**Directions:** Read through the records. Copy each line that has the word "sunglasses".

**Records to process:**
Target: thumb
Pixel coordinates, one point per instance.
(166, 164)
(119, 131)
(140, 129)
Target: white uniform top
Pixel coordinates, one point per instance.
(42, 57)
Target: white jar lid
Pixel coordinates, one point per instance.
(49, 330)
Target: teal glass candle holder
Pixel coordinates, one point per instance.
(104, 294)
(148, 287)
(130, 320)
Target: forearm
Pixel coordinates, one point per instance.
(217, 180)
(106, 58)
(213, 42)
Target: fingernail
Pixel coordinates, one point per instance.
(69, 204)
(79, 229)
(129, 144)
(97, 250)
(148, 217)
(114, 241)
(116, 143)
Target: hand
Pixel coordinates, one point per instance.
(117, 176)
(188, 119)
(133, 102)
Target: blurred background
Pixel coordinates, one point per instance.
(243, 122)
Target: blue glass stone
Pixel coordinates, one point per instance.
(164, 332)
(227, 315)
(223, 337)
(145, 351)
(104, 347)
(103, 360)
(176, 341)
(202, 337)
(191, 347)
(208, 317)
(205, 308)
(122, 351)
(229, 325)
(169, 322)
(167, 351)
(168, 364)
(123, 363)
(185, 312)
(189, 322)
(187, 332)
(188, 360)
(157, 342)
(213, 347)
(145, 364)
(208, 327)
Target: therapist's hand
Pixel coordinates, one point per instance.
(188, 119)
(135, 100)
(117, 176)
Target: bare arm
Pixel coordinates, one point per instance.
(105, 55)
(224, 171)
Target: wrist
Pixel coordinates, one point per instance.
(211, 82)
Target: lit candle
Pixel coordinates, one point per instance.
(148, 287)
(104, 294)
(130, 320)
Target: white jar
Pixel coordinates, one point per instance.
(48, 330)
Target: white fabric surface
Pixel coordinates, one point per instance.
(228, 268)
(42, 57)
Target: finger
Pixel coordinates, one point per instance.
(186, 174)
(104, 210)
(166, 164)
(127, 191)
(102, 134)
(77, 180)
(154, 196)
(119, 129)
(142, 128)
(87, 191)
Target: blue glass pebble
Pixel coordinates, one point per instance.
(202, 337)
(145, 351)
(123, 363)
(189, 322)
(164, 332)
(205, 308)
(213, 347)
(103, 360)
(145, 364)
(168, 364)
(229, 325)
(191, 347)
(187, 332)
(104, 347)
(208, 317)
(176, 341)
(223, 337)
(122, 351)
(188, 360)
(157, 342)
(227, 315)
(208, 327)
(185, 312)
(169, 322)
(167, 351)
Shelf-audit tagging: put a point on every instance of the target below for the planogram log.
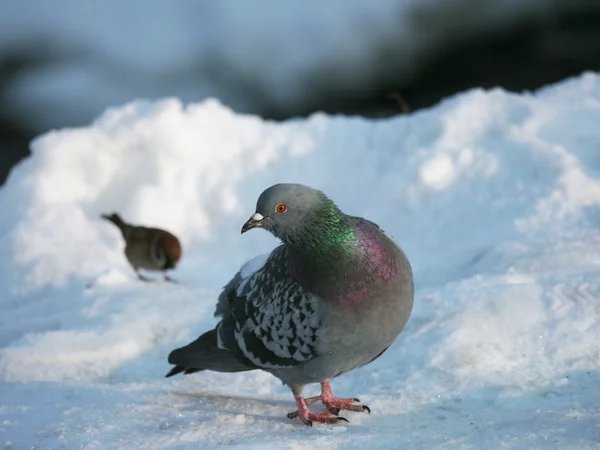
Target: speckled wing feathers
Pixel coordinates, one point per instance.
(268, 319)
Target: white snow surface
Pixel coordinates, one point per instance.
(253, 55)
(495, 198)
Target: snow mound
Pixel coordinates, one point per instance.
(495, 198)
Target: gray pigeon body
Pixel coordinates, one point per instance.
(331, 298)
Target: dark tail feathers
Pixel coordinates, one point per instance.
(204, 354)
(116, 219)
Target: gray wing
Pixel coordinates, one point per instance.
(268, 318)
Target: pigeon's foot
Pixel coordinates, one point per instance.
(335, 404)
(308, 418)
(332, 403)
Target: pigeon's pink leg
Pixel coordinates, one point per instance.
(333, 404)
(308, 418)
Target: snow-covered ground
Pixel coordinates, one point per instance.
(263, 55)
(495, 197)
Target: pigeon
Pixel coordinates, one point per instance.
(151, 249)
(331, 298)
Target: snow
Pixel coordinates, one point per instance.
(260, 56)
(495, 197)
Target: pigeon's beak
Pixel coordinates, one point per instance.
(253, 222)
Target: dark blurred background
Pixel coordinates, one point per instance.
(64, 62)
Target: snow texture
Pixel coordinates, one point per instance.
(264, 55)
(495, 198)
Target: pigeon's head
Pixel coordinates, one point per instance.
(285, 210)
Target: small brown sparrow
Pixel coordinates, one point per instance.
(150, 249)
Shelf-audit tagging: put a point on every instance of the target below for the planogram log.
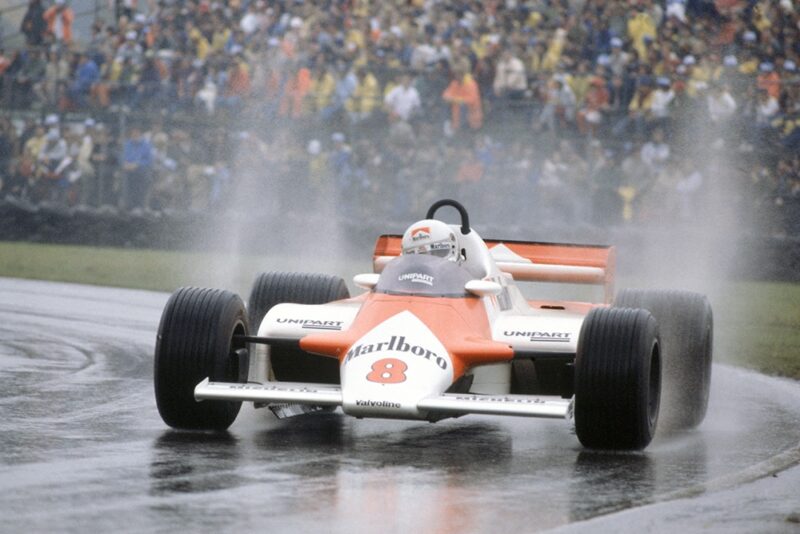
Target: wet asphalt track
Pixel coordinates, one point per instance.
(82, 448)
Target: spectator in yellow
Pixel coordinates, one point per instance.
(640, 26)
(220, 37)
(463, 93)
(322, 86)
(366, 96)
(554, 49)
(201, 43)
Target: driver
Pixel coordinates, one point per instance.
(430, 236)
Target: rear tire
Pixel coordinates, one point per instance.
(617, 379)
(290, 364)
(195, 341)
(686, 326)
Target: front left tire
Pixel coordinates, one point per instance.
(617, 379)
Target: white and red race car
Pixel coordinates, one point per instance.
(431, 338)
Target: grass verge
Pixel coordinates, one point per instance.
(757, 324)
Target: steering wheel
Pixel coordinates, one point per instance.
(454, 204)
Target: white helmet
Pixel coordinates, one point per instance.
(430, 236)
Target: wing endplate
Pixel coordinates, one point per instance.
(271, 392)
(519, 405)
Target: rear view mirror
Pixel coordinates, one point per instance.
(366, 280)
(483, 288)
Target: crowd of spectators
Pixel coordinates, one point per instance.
(607, 111)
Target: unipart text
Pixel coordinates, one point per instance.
(313, 324)
(540, 336)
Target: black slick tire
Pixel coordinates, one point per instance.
(686, 326)
(290, 364)
(196, 341)
(617, 379)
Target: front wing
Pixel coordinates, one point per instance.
(325, 395)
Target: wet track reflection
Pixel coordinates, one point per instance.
(82, 446)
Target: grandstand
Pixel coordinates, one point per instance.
(582, 114)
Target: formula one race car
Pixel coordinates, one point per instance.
(442, 330)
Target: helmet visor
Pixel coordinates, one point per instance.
(441, 249)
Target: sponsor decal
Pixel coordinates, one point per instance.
(260, 387)
(395, 344)
(377, 404)
(510, 400)
(418, 234)
(417, 278)
(312, 324)
(558, 337)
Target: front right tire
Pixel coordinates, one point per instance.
(197, 340)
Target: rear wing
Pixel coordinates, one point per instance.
(532, 262)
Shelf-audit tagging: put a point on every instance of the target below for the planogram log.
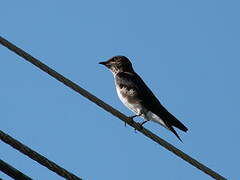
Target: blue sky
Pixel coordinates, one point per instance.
(186, 51)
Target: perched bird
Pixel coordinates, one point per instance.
(135, 95)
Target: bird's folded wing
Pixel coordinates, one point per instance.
(147, 98)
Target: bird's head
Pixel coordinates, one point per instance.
(118, 64)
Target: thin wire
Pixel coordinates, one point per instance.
(37, 157)
(12, 172)
(110, 109)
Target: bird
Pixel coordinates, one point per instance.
(136, 96)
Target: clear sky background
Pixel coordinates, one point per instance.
(186, 51)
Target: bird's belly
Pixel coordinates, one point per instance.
(135, 107)
(153, 117)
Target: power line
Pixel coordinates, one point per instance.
(110, 109)
(37, 157)
(12, 172)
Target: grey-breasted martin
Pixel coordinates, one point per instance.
(135, 95)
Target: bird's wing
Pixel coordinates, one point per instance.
(148, 99)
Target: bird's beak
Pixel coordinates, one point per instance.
(103, 63)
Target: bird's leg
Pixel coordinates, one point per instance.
(142, 123)
(131, 117)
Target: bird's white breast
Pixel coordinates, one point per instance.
(135, 107)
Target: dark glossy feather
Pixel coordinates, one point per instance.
(148, 99)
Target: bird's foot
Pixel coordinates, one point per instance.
(142, 123)
(131, 117)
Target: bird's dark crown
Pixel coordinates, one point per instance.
(118, 64)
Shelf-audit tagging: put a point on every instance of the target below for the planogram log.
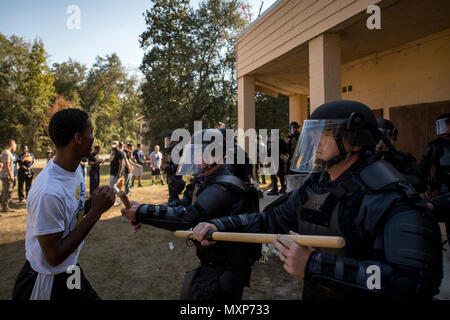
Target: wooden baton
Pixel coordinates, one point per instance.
(307, 241)
(123, 196)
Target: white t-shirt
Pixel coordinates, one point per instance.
(55, 203)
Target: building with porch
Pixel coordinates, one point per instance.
(316, 51)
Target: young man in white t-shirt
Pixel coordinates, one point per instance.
(156, 161)
(59, 217)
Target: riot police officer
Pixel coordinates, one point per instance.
(405, 163)
(437, 154)
(174, 182)
(225, 267)
(386, 225)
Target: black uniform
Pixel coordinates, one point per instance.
(437, 154)
(383, 221)
(174, 182)
(225, 267)
(283, 149)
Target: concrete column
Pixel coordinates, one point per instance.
(298, 108)
(246, 105)
(324, 69)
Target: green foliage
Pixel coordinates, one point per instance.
(31, 92)
(68, 79)
(26, 90)
(189, 65)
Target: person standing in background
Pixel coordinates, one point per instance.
(138, 169)
(7, 174)
(155, 162)
(94, 162)
(116, 164)
(49, 152)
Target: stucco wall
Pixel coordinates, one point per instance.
(417, 72)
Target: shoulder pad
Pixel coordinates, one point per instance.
(381, 174)
(232, 182)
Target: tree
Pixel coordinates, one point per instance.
(26, 90)
(189, 64)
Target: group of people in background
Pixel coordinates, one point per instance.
(125, 162)
(15, 170)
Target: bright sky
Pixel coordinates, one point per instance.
(105, 26)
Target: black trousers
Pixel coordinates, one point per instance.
(24, 179)
(23, 287)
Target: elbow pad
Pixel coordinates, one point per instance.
(169, 218)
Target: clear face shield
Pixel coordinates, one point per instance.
(321, 145)
(196, 159)
(443, 126)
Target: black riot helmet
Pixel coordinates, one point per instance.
(443, 125)
(343, 120)
(204, 150)
(387, 128)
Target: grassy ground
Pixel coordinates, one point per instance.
(121, 264)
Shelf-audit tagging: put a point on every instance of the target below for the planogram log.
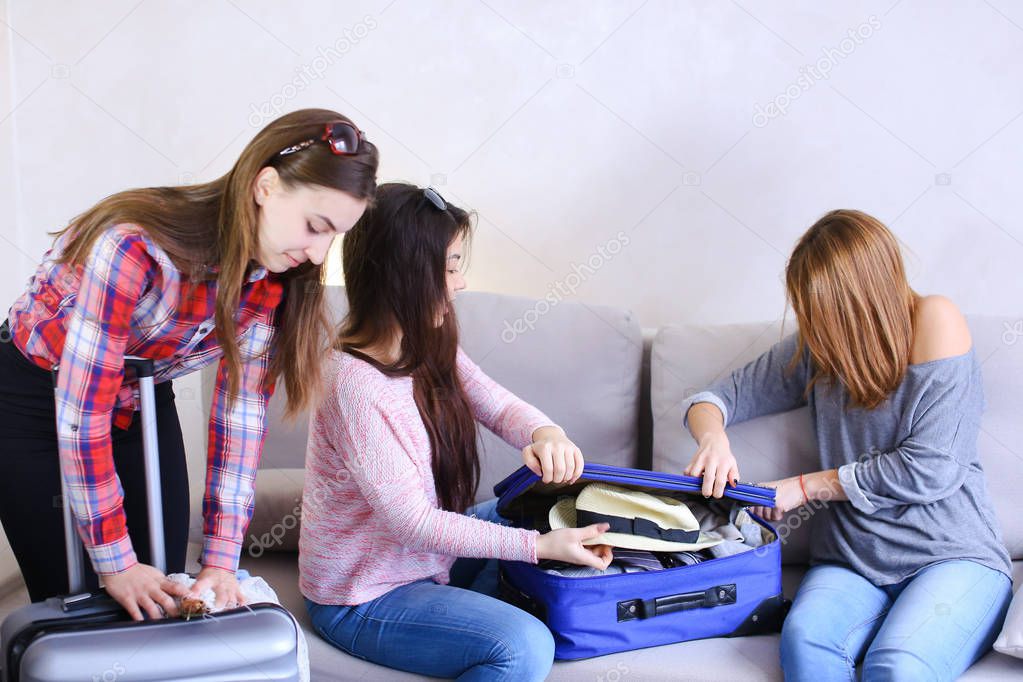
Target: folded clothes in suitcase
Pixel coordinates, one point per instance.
(89, 636)
(722, 592)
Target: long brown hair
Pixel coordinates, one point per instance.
(395, 261)
(847, 285)
(214, 225)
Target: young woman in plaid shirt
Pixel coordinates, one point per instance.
(227, 271)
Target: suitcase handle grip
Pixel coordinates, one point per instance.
(143, 366)
(637, 609)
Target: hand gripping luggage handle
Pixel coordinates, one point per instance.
(153, 492)
(633, 609)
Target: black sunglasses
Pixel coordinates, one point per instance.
(343, 138)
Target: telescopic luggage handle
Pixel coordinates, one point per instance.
(153, 493)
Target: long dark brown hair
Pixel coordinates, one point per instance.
(395, 261)
(847, 285)
(214, 225)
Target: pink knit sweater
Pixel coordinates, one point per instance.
(370, 520)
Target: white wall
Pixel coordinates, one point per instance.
(562, 124)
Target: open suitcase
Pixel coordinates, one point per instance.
(594, 616)
(88, 636)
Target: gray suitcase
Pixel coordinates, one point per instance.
(88, 636)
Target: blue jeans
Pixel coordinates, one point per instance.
(458, 630)
(932, 626)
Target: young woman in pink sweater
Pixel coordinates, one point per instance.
(392, 467)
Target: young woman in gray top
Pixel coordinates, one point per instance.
(909, 578)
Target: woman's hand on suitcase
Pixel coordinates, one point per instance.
(143, 588)
(566, 545)
(714, 462)
(788, 496)
(552, 456)
(223, 583)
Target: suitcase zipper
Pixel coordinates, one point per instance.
(519, 482)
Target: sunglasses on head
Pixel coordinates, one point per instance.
(343, 138)
(435, 197)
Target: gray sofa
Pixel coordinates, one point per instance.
(617, 392)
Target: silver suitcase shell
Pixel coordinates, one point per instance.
(91, 637)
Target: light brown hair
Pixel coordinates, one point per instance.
(847, 285)
(215, 224)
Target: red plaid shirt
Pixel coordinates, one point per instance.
(130, 300)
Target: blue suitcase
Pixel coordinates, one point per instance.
(589, 617)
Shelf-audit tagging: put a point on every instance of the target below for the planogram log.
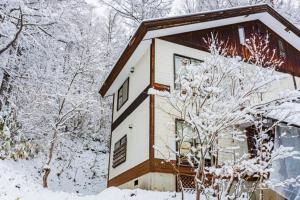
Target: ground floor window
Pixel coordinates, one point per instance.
(119, 153)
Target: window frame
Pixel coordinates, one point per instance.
(119, 106)
(281, 49)
(174, 65)
(119, 153)
(242, 35)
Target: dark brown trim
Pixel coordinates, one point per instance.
(152, 106)
(162, 166)
(186, 20)
(112, 118)
(130, 108)
(137, 171)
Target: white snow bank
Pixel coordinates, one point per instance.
(17, 185)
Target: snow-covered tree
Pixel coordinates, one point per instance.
(216, 102)
(56, 64)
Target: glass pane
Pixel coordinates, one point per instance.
(242, 35)
(123, 140)
(117, 145)
(125, 91)
(180, 62)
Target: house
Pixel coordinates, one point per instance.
(151, 59)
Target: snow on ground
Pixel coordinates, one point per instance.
(16, 184)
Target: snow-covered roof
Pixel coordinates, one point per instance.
(154, 28)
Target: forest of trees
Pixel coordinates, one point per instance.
(54, 55)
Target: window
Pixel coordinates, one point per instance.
(282, 52)
(242, 35)
(123, 94)
(187, 143)
(119, 154)
(179, 63)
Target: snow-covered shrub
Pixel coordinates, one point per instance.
(13, 145)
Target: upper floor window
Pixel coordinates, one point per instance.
(119, 154)
(180, 62)
(282, 52)
(187, 143)
(123, 94)
(242, 35)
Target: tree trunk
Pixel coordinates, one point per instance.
(47, 169)
(45, 177)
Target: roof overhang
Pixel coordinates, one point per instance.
(154, 28)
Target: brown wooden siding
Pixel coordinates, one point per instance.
(230, 34)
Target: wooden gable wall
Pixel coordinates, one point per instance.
(230, 33)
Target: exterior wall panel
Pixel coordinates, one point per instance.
(137, 139)
(138, 81)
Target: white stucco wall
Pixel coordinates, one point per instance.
(164, 63)
(165, 123)
(138, 81)
(137, 139)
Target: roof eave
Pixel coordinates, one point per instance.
(149, 25)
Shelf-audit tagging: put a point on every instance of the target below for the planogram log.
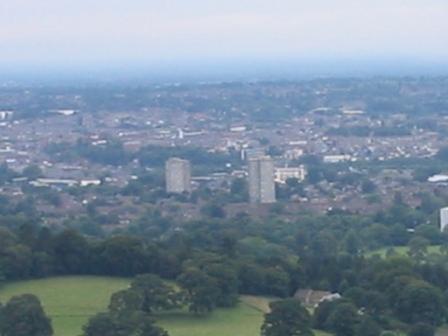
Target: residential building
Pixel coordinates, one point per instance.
(178, 175)
(261, 180)
(443, 219)
(282, 174)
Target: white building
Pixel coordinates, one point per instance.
(443, 219)
(336, 158)
(178, 175)
(282, 174)
(261, 180)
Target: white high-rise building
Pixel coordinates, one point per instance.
(178, 175)
(443, 219)
(261, 180)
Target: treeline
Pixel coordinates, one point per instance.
(34, 253)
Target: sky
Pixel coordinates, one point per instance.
(173, 33)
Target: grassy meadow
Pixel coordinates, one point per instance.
(70, 301)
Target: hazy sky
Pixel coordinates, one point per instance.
(120, 31)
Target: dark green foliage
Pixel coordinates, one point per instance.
(24, 316)
(202, 291)
(422, 329)
(419, 301)
(287, 318)
(367, 327)
(148, 293)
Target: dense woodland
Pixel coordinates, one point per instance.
(214, 260)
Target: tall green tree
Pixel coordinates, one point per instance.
(24, 316)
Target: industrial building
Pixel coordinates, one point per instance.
(178, 175)
(261, 180)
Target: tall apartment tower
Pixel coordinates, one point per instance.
(178, 175)
(261, 180)
(443, 219)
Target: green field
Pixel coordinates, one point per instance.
(401, 250)
(70, 301)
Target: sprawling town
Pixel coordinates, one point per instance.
(319, 144)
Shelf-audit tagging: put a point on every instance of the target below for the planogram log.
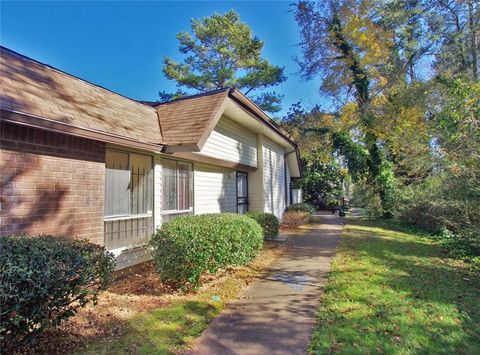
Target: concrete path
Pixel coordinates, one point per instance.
(276, 314)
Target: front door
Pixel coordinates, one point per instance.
(242, 192)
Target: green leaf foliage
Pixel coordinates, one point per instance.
(44, 280)
(267, 221)
(222, 52)
(186, 247)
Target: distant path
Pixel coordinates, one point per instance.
(276, 314)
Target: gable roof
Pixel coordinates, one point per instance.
(37, 94)
(188, 121)
(37, 90)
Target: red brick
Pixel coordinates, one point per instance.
(51, 183)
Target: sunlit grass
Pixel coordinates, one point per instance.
(396, 293)
(174, 327)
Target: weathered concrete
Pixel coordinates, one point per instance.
(276, 314)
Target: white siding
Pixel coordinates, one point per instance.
(289, 182)
(274, 178)
(255, 181)
(214, 189)
(231, 142)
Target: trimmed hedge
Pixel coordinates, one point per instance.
(301, 207)
(267, 221)
(186, 247)
(44, 280)
(292, 219)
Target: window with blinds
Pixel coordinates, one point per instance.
(177, 188)
(128, 199)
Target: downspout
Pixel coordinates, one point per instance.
(290, 184)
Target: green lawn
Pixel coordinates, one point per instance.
(396, 293)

**Answer for this exercise:**
Target: black sunglasses
Target: sunglasses on head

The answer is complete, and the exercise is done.